= KUTIPAN TEKS =
=======

Rabu, 11 Februari 2015

Mengada


Dalam sebuah seminar nasional "Change Your Self, Change The World
Belajar dari seorang cerdik yang menghanyut dengan terapung. Kurang lebih begitu ungkapan yang mewakili pengalamanku terhadap Pak Zamah, wakil rektor di salah satu kampus swasta. Darinya aku mengerti makna komunikasi. Darinya aku belajar mengintegrasi dengan berbagai kondisi.

Istilah menghanyut dengan terapung kutujukan pada seorang yang mempu mengikuti perkembangan zaman namun tidak tenggelam. Ia tidak melawan (karena menentang arus zaman adalah mustahil), lalu dengan kecerdikannya Ia bisa mensiasati marabahaya. Menyulap kengerian menjadi keasyikan. Membalik ketakutan menjadi kenikmatan. Terus saja orang seperti ini menghanyut sambil bersenang-senang. Karena dalam arus yang deras Ia hanya terbaring, sesekali terduduk diatas perahu karet. Tidak basah. Tidak tenggelam. Hanyut. Senang.

=======

= DATA TERCATAT =
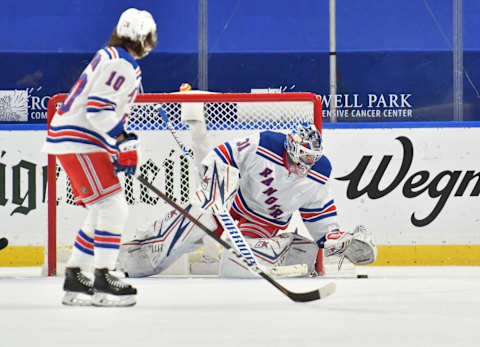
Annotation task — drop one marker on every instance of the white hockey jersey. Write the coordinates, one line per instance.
(269, 194)
(97, 106)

=======

= TUGAS ANDA =
Menurut kutipan teks, apa jabatan Pak Zamah?

= JAWABAN SOAL =
Pak Zamah adalah wakil rektor di salah satu kampus swasta.